Exercise text →
★ ★ ★ ★

April 22, 2003 -- It is only a matter of time before MiCassa, the Medicaid Community Attendant Services And Supports Act, is re-introduced in Congress (the bill will be introduced the week of April 28th, according to information from the Alabama Council for Developmental Disabilities).

The bill would change the nation's Medicaid program by allowing funding to "follow the person" -- individuals eligible for nursing facility services or intermediate care facility services would be able to choose instead "community-based services and supports." Read more about the concept behind the bill, and how it would work, at http://www.adapt.org/casaintr.htm

A just-released evaluation of a pilot program called "Cash and Counseling," which incorporates the "consumer-direction" principles of MiCassa, has generated media attention; the study, not surprisingly, notes that consumers are happier when they hire their own personal assistance and stay in their own homes. The study also debunks the idea that such practices are less "safe" than institutional care (more on the study at http://www.accessiblesociety.org/topics/persasst/cashcoun1.html).

★ ★ ★ ★

Supplied entries →
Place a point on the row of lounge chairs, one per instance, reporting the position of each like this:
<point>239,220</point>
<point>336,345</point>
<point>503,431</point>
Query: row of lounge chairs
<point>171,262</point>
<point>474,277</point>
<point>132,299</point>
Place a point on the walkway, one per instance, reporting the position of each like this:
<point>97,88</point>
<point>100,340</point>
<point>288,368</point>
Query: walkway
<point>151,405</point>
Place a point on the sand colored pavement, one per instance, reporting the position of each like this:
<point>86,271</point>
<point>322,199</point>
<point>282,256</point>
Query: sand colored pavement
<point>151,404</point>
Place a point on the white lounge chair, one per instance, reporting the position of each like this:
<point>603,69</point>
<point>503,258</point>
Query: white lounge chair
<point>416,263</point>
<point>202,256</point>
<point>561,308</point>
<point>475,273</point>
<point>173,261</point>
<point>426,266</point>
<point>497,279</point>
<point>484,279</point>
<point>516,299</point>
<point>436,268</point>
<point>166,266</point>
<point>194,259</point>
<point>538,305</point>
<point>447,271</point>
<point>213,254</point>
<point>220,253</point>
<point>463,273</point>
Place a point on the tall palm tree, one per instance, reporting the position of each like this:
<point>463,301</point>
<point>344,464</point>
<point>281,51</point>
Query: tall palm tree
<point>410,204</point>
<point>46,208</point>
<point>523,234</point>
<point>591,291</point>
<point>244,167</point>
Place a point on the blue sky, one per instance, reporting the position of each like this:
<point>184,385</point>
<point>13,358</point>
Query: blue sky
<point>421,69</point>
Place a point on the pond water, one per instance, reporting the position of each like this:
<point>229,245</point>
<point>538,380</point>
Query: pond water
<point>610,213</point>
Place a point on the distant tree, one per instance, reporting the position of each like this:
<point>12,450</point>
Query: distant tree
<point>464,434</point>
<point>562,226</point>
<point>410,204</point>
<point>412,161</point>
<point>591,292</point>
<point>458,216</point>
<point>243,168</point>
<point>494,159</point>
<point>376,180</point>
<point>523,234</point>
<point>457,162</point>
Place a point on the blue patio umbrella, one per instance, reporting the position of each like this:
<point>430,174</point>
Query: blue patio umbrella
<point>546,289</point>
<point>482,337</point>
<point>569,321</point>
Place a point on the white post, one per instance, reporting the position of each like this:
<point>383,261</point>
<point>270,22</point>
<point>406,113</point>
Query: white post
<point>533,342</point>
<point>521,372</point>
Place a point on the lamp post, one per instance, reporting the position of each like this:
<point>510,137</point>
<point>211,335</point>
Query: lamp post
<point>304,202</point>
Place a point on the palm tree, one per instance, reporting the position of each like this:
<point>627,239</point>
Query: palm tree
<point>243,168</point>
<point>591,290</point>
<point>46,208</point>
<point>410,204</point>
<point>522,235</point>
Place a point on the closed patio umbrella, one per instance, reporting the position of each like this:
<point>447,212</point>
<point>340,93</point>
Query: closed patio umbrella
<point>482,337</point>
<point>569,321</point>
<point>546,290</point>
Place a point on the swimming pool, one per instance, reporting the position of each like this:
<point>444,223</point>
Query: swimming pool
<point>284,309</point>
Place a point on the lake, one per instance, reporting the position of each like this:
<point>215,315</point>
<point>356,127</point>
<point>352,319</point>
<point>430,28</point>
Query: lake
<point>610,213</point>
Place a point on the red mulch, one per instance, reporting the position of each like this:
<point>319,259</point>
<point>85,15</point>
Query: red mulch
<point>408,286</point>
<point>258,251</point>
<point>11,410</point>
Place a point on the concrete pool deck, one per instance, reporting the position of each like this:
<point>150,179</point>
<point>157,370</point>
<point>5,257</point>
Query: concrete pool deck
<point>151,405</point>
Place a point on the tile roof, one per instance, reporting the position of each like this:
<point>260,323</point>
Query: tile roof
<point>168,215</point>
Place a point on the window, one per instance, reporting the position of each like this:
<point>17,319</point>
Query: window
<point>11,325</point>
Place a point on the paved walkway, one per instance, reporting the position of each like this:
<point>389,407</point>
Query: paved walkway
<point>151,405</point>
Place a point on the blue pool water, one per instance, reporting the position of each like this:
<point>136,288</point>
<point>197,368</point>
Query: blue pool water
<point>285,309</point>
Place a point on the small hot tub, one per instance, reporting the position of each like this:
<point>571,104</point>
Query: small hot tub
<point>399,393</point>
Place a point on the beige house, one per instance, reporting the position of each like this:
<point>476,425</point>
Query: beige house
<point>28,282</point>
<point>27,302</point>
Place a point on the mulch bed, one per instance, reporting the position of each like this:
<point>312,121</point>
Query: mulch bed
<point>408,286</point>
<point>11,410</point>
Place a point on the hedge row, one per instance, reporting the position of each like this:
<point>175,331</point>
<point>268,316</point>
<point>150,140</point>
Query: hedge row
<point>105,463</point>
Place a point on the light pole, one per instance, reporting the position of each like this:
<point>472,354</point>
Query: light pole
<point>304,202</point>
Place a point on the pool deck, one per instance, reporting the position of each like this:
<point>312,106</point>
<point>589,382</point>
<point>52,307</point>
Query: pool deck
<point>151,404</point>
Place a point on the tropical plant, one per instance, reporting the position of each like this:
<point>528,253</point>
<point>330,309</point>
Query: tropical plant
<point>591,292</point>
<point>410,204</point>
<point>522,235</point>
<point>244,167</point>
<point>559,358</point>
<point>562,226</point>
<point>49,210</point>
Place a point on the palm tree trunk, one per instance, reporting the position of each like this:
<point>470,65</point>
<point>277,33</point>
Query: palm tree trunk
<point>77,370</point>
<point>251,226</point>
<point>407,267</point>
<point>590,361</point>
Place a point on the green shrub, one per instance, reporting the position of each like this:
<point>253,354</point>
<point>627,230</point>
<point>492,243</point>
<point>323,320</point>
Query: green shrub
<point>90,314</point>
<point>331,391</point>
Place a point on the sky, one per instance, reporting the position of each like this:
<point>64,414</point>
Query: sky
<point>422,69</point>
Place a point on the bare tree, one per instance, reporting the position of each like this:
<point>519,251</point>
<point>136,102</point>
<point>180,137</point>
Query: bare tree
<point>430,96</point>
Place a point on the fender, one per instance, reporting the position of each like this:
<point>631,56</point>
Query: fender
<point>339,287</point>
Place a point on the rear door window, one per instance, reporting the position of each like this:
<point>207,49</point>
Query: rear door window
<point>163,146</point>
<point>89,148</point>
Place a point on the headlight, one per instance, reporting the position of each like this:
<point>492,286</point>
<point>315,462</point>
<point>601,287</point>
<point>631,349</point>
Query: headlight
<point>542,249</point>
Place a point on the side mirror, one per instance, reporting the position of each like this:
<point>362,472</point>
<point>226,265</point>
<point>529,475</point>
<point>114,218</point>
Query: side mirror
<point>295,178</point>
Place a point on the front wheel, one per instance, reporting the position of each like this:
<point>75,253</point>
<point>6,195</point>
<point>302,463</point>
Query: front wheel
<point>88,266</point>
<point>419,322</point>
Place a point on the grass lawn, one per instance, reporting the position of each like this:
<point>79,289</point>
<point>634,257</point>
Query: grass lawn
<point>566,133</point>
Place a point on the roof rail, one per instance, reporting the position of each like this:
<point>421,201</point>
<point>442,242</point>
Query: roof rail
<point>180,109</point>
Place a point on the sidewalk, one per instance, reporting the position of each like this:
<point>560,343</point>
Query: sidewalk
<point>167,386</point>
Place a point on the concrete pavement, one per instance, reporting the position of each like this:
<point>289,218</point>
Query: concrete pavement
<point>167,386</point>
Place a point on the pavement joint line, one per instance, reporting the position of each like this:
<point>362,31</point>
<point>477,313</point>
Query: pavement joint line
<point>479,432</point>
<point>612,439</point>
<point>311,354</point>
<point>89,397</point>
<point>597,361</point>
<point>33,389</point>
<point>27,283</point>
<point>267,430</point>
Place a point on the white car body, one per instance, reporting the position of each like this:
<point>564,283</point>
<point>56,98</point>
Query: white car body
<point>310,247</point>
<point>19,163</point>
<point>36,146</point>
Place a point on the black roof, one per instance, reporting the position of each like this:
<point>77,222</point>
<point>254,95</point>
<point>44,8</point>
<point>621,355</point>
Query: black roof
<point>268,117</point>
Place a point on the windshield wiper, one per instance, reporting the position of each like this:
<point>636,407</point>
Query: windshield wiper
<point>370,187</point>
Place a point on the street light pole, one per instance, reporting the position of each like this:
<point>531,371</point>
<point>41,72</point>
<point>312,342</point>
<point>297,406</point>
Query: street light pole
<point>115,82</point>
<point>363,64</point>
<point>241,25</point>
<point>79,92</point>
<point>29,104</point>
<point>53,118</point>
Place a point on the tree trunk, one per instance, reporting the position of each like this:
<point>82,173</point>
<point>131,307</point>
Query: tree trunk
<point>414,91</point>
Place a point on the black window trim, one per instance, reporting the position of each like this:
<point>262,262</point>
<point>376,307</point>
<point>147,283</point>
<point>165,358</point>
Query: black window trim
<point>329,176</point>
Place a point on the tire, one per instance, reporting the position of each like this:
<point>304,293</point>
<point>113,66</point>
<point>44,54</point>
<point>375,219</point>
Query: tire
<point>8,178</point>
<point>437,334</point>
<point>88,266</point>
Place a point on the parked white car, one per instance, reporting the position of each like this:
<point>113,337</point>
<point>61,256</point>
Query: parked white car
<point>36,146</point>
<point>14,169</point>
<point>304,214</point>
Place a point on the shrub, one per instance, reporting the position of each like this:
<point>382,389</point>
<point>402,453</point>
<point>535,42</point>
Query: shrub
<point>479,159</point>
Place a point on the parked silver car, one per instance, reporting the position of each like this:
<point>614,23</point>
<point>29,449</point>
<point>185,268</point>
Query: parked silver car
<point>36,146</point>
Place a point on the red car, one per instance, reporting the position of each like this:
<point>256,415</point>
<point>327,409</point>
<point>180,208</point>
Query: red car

★ ★ ★ ★

Problem 1 →
Rewrite the paragraph of the news item that begins "The bill would change" as a short bulleted list, keeping its main facts.
Problem 2 →
According to the news item, how would MiCassa make it possible for people eligible for nursing facility or intermediate care facility services to choose community-based services instead? Answer in one to three sentences.
The data is separate from the news item and does not relate to it.

Written response 1 →
- The bill would change the nation's Medicaid program.
- It would allow funding to "follow the person."
- Individuals eligible for nursing facility or intermediate care facility services could choose "community-based services and supports" instead.
- More on the concept and how it would work: http://www.adapt.org/casaintr.htm

Written response 2 →
The bill would change Medicaid so that funding could "follow the person." Because the money would go with the individual, someone eligible for nursing facility or intermediate care facility services could use it for "community-based services and supports" instead.